- _EXCERPT_
Hack License

Steve Thompson steve49152 at yahoo.ca
Thu Feb 10 15:43:33 PST 2005


--- "R.A. Hettinga" <rah at shipwright.com> quoted: 
><http://www.technologyreview.com/articles/05/03/issue/review_hack.asp?p=0>
> 
> Hack License
> By Simson Garfinkel March 2005
[snip]
>
> Stallman wrote in 1985, "the golden rule requires that if I like a
> program
> I must share it with other people who like it." Stallman continues,
> "Software sellers want to divide the users and conquer them, making each
> user agree not to share with others. I refuse to break solidarity with
> other users in this way. I cannot in good conscience sign a
> nondisclosure
> agreement or a software license agreement."
[snip]

Interestingly enough, Stallman expects people to use one of the GNU
software licenses when they release a product.  Big deal.  Ideology and 
people change.  Today the significance of the open source 'movement' being
in conflict with the 'vectorialists', or rather the commercial and
proprietary software community is that the polarization of the industry is
limited to two poles:  commercial, for-pay software or free open-source
software.  Alternatives, or hybrid licensing agreements are generally
unknown to the computing public at large. 

Thus the software industry largely resembles the basic structure of the
United States federal political system.  Republican, or democrat : open
source, or commercial software.

Code that I have that is waiting for completion and formal release (some
of it has been stolen and distributed in advance of its completion) I
intend presently to license under a hybrid license that essentialy grants
unrestricted use for non-commercial and non-military purposes, but which
requires a license agreement for any commercial use.  

My thinking was that under the existing arrangement, commercial vendors
largely benefited from the efforts of many thousands of open-source
developers, thus reducing R&D costs, without necessarily returning
anything either to the community, or to the developers themselves. 
Furthermore, unless one is a high-profile open-source developer it is next
to impossible to make a living writing code that is given away to free to
all takers.  Of this last problem, it may become moot one day if the world
economy moves away from the use of money as an intermediate medium of
value exchange, but today it is necessary to have money so the developer
can pay his rent and buy food and purchase computer hardware tools.  Of
the former problem, some few vendors have recently exposed their
proprietary software to the open source community.  Sun Microsystems has
recently put their operating system on the table; the NSA released SE
Linux, and of course many smaller examples abound.

- _SET PROBLEM A_
Copy the post on software licensing word for word, from "Thus the software" up to and including "any commercial use.".
- _SET PROBLEM B_
Carry on the post on software licensing from its final sentence, keeping the same voice and line of thought.

- _SUPPLIED INFORMATION_
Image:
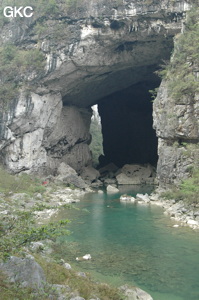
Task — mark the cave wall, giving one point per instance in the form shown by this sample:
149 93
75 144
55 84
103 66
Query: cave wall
128 136
101 48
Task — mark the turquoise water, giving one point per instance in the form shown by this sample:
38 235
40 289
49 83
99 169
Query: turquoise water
134 244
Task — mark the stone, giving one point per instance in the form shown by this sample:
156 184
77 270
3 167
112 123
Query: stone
65 170
100 192
67 266
192 222
90 61
110 168
87 256
124 179
90 174
81 274
112 189
127 198
77 298
135 293
36 246
25 271
72 179
145 198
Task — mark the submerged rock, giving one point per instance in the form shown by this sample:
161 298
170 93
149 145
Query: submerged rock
127 198
135 293
135 174
25 271
112 189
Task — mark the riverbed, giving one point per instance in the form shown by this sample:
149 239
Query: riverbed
134 244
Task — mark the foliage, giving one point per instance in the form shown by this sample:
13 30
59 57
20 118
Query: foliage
19 184
13 63
96 143
180 73
19 228
56 274
153 93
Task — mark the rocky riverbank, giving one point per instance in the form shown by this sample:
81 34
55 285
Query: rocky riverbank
181 212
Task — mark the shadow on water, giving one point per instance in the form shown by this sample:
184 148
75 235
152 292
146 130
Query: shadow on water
134 244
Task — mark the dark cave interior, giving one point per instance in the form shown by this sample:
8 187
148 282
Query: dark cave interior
126 117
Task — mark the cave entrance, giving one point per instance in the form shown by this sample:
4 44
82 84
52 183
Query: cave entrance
126 118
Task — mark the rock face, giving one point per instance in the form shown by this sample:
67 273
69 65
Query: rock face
136 174
177 128
25 271
93 52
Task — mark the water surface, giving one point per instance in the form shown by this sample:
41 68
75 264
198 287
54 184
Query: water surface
134 244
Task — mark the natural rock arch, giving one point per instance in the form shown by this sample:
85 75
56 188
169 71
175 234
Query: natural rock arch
105 49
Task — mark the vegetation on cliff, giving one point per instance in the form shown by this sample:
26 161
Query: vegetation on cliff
96 143
182 70
19 227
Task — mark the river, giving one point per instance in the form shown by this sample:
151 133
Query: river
134 244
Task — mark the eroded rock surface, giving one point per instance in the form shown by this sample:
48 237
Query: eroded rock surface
92 52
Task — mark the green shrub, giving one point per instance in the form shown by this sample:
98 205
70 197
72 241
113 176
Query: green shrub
96 143
182 80
19 183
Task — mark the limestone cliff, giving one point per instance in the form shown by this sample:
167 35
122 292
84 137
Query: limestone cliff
92 50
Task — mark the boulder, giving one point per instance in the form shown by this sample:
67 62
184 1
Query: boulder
90 174
127 198
25 271
65 170
124 179
135 293
135 174
77 298
110 168
69 176
112 189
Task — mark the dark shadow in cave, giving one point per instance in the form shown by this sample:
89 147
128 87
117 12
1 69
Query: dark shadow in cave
126 116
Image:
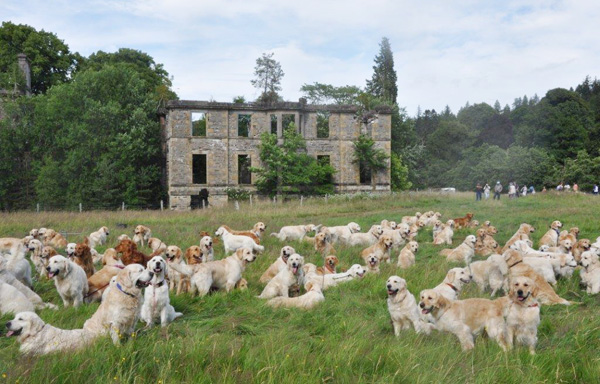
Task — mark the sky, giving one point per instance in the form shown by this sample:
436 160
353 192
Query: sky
445 52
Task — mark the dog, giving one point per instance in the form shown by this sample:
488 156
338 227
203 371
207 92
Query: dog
157 305
356 271
463 252
466 318
550 238
295 232
463 222
281 283
523 316
130 254
516 268
70 280
99 237
141 234
381 249
329 266
312 297
406 258
233 242
402 307
178 282
278 265
119 311
82 256
218 274
39 338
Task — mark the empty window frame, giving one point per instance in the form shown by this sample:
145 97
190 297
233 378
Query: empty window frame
199 169
364 173
288 120
323 124
274 124
198 124
244 125
244 175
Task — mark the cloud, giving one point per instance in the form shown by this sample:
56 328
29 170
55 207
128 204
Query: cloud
446 53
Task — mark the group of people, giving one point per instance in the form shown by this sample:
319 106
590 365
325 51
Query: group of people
513 190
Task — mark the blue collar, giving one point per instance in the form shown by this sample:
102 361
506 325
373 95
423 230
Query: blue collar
121 289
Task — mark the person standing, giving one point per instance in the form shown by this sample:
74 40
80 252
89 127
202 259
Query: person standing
497 190
486 191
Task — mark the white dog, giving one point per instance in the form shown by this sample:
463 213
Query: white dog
233 242
157 305
39 338
281 283
69 278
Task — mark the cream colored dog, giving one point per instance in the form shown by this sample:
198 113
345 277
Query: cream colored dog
279 264
281 283
70 280
403 307
463 252
406 258
466 318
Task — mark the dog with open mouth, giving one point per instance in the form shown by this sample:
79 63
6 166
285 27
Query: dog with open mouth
39 338
403 307
281 283
119 311
278 265
466 318
70 280
157 305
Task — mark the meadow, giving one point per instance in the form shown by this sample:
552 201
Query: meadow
348 338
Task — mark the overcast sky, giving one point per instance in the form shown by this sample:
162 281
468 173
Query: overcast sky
445 52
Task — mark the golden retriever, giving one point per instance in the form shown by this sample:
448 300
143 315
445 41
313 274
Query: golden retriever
466 318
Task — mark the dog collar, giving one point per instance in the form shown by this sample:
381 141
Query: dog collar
510 266
452 286
121 289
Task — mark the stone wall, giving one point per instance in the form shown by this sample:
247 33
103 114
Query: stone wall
222 145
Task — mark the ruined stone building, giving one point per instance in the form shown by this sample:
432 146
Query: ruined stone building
210 145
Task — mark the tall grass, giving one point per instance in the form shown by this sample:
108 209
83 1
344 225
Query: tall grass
348 338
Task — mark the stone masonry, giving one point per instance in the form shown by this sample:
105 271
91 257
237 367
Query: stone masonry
222 145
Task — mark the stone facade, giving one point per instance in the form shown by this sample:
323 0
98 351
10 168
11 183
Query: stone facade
222 145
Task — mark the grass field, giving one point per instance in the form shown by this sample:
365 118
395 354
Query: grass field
348 338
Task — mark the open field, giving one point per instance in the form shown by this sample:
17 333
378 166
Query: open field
349 337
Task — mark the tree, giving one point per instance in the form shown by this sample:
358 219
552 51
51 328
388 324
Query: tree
369 158
268 75
50 59
287 170
383 83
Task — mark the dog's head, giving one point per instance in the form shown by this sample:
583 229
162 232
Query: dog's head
523 290
173 254
58 266
357 270
295 263
394 285
24 325
193 255
431 301
245 255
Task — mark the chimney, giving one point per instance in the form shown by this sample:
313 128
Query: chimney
24 66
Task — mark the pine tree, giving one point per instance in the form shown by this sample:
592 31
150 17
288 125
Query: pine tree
383 83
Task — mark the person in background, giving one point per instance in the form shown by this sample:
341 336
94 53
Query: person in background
497 190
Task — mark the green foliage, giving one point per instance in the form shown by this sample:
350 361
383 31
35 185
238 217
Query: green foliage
268 75
50 59
383 83
288 170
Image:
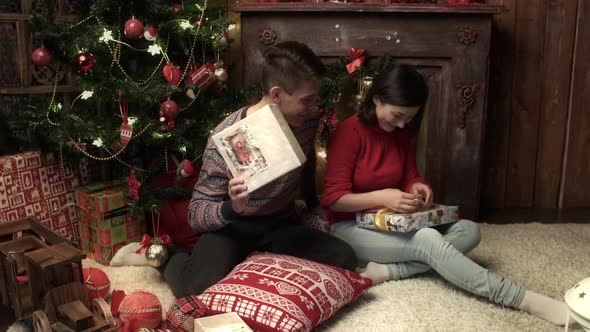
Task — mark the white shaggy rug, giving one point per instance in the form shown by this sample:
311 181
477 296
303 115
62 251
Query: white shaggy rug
548 259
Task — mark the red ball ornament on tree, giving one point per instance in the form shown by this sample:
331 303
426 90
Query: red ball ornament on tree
84 62
133 28
97 283
41 57
168 112
150 33
172 73
185 168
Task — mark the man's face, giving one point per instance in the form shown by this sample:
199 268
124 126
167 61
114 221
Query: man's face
297 105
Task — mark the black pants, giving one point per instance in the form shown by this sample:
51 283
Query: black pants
216 253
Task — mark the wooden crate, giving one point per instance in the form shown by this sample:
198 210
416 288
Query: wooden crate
48 260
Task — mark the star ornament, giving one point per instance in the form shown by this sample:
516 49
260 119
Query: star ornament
154 49
86 94
107 36
185 25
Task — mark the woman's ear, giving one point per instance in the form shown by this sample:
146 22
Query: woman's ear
275 94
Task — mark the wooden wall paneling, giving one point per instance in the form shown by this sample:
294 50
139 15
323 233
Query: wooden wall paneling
557 64
499 106
576 189
524 123
9 65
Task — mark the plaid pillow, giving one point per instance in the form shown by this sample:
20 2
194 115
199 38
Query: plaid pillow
273 292
181 316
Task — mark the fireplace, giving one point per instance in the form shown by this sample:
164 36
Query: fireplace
449 45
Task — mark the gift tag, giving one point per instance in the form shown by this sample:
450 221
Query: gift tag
126 133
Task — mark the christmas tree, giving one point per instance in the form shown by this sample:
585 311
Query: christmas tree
152 85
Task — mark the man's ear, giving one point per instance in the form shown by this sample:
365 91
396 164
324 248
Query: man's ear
275 94
376 100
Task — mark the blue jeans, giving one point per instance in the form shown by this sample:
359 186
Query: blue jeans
441 248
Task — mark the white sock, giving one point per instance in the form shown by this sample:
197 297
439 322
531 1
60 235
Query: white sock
544 307
378 273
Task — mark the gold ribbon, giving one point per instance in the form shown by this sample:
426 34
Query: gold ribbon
380 218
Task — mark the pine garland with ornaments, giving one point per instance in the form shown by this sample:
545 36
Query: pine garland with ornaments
152 81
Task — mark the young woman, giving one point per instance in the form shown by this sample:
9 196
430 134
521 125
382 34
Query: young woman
372 162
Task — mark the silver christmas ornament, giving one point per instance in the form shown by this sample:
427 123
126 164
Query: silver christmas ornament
221 74
156 254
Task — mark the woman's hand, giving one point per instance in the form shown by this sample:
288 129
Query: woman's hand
424 191
238 193
400 201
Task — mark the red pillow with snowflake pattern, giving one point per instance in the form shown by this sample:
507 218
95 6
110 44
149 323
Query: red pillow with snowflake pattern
273 292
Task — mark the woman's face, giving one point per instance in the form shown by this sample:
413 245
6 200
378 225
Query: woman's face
391 117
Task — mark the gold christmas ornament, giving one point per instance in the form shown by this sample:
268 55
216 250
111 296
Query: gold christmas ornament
363 87
156 254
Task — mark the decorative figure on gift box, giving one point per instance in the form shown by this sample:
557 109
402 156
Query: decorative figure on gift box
246 155
373 153
243 155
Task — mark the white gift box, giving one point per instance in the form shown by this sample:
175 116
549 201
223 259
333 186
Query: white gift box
390 221
260 148
228 322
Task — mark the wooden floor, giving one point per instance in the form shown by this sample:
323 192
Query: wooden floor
504 216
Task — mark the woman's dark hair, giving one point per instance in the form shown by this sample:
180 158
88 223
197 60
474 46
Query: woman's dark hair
289 65
401 85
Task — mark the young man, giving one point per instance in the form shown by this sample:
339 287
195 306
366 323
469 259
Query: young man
233 222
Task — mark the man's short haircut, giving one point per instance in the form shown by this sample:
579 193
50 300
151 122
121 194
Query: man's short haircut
288 65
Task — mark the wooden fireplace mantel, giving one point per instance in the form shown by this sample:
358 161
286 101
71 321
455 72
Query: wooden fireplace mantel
449 45
239 6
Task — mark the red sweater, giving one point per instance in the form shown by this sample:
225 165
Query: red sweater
365 158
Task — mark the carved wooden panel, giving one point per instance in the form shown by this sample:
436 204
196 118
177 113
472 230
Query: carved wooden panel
10 6
451 50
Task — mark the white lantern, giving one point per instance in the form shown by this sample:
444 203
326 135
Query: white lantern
578 301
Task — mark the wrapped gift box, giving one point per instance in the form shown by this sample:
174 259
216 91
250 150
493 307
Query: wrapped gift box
228 322
260 148
105 223
389 221
37 184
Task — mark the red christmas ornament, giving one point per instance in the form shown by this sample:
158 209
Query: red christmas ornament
142 308
150 33
133 28
168 112
221 72
84 62
41 57
97 283
185 168
172 74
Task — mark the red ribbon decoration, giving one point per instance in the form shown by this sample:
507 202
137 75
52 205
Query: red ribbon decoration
134 185
147 240
357 59
123 106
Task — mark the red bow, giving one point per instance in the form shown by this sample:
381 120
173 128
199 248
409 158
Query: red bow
357 59
327 119
147 241
134 185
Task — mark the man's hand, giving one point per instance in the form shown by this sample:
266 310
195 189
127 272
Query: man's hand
238 193
424 191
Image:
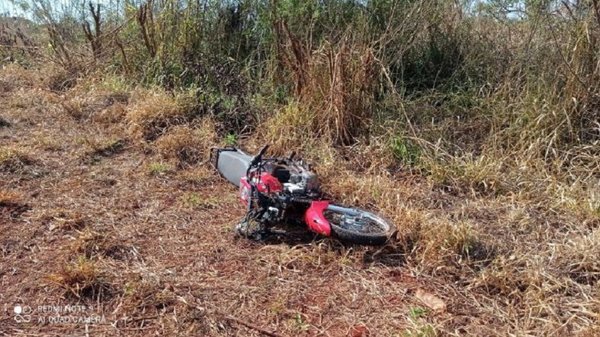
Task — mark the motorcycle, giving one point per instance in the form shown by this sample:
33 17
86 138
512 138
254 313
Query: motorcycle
286 190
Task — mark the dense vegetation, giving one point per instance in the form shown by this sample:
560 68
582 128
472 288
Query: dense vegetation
494 102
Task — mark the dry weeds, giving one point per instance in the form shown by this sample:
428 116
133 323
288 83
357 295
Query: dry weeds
144 234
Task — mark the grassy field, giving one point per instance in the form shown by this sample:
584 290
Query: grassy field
476 132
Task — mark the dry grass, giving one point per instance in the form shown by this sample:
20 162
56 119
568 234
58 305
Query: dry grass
152 114
81 279
187 146
505 244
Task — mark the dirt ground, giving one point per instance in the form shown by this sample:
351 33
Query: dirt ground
90 220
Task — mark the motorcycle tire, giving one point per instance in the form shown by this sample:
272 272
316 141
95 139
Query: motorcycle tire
358 226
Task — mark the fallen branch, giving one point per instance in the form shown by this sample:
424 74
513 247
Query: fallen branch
252 326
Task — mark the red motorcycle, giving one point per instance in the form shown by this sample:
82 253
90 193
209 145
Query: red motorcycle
285 190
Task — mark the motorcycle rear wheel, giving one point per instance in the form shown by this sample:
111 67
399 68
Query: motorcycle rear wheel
358 226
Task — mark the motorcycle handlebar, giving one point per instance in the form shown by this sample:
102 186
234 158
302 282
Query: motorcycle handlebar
258 157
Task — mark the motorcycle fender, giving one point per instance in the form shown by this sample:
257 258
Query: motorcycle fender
315 220
244 191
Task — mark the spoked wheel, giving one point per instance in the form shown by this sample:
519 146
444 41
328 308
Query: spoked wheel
358 226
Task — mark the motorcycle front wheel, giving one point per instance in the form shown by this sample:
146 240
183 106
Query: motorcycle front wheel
358 226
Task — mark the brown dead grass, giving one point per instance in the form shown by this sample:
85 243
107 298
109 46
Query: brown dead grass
146 233
187 146
152 114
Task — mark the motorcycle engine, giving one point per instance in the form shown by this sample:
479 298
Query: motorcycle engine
302 182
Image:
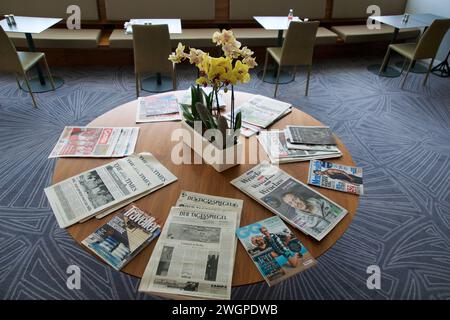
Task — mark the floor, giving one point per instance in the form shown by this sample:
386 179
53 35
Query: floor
401 138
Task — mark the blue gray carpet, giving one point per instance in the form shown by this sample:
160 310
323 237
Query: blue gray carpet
400 137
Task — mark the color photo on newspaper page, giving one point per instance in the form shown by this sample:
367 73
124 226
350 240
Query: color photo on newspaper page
335 176
95 142
275 250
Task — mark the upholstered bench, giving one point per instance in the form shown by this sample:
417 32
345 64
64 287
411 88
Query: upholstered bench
198 38
360 33
60 38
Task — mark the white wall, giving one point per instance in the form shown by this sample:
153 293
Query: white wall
438 7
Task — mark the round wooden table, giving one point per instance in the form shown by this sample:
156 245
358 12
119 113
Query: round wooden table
202 178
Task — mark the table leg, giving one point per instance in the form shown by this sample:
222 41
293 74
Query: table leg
387 70
32 48
41 83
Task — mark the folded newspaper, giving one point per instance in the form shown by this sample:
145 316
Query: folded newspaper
95 142
275 145
335 176
290 199
119 240
275 250
102 190
260 112
194 256
163 107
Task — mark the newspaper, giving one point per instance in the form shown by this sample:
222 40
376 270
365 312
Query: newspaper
261 111
95 142
275 250
335 176
157 168
310 135
275 145
296 203
194 255
102 189
163 107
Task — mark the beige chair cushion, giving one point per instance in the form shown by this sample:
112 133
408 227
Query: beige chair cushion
360 33
323 36
49 8
200 38
60 38
348 9
182 9
245 10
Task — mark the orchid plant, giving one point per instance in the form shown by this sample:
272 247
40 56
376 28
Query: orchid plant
219 73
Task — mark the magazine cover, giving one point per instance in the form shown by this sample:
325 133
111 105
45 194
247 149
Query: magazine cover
275 250
310 135
123 237
290 199
335 176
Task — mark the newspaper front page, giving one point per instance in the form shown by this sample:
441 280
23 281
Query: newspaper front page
293 201
336 176
194 256
105 188
95 142
275 145
158 169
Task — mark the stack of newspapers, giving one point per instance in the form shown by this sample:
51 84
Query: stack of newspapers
299 143
105 189
95 142
194 255
259 113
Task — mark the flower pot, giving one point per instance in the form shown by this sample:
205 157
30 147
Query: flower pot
219 159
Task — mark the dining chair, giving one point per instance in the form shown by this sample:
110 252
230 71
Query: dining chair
297 49
19 62
151 46
426 48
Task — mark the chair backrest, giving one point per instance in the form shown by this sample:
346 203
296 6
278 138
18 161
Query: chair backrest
298 46
151 44
9 60
430 41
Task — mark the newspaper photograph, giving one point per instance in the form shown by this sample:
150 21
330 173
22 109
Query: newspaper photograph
158 169
163 107
95 142
336 176
275 250
194 255
261 111
105 188
290 199
275 145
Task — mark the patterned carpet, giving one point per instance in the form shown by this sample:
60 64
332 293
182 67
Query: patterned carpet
400 137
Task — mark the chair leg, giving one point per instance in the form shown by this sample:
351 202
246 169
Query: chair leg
276 81
49 74
138 81
29 89
265 65
407 73
294 72
385 61
428 72
307 80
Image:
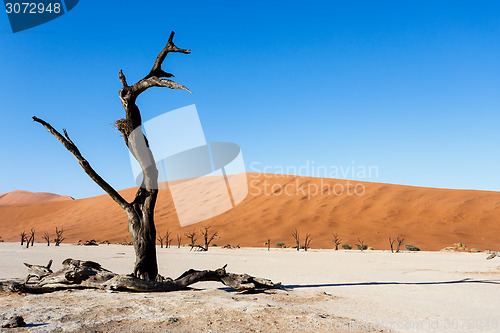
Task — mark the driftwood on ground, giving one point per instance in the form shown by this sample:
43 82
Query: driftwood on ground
80 274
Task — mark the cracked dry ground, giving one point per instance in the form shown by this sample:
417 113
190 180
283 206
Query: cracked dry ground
207 310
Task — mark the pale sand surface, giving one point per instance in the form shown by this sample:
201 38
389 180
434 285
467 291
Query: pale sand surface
458 292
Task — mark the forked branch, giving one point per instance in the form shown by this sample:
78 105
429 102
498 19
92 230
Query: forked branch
71 147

- _EXPECTED ANSWER A_
Thus the software industry largely resembles the basic structure of the
United States federal political system.  Republican, or democrat : open
source, or commercial software.

Code that I have that is waiting for completion and formal release (some
of it has been stolen and distributed in advance of its completion) I
intend presently to license under a hybrid license that essentialy grants
unrestricted use for non-commercial and non-military purposes, but which
requires a license agreement for any commercial use.

- _EXPECTED ANSWER B_
There are other considerations that remain largely unaddressed by the
present status quo, however, and I wanted to address some of them.  For
instance, I wanted to stop my software from being used by a military force
in the process of developing proprietary (and presumably classified)
weapons of mass destruction or weapons designed to be used against
[domestic] civilian populations.  Of course, I wouldn't also want my
software to be used by terrorists such as the Ted Kaczinski's of the
world.  As an individual developer, I didn't realistically expect that I
would actually halt the unlicensed use of my software for, say, illegal
purposes, but I did expect to force such people and organisations to
actually have to _steal_ the software rather than handing to them on a
sliver platter, with my tacit blessing.  While the existing judicial and
legislative environment doesn't seem to be friendly to the idea of people
taking responsibility for the purposes that their creations are put to, I
think that software professionals should put some thought to the moral
dimension of the application of their products.

The concept of "know your customer" exists today, however badly it is
deployed by extant legislation.  I believe it may be done well by
intelligent people, and surely it can also be abused.  A group of Klansmen
might release software that contained a licensing agreement restricting
its [free] use to aryans.  I think Tim might say that they should be free
to do so, because "coloured" people as well as concerned caucasions would
have the ability and right to produce nominally equivalent software to
compete with the Klansman's code.  However this view relies on the
minimalist view of government regulation, a point of view that is not much
in favour today.

Whatever the particulars of any given scenario, the point remains that the
two-pole system that dominates the software community has some rather
large holes. 

I expect that one day I will be able to afford to replace the computer(s)
that were stolen by the local "authorities", despite their ongoing and
malicious interference and harassment.  Then, I may end up finishing off a
few things for release; some of it certainly under the scheme I touch on
above, and some perhaps under a 'true' open-source license.  Some of said
software may even be useful to a non-trivial population of users.  At that
time, I expect to see how well a hybrid licensing scheme works at this
stage of the computer industry's maturation.  Until then, however, There
isn't much to be said about the flexibility of the existing choices:  it's
pretty much either all or nothing.  Ultimately, I don't think that simple
black and white choices will suffice for my purposes.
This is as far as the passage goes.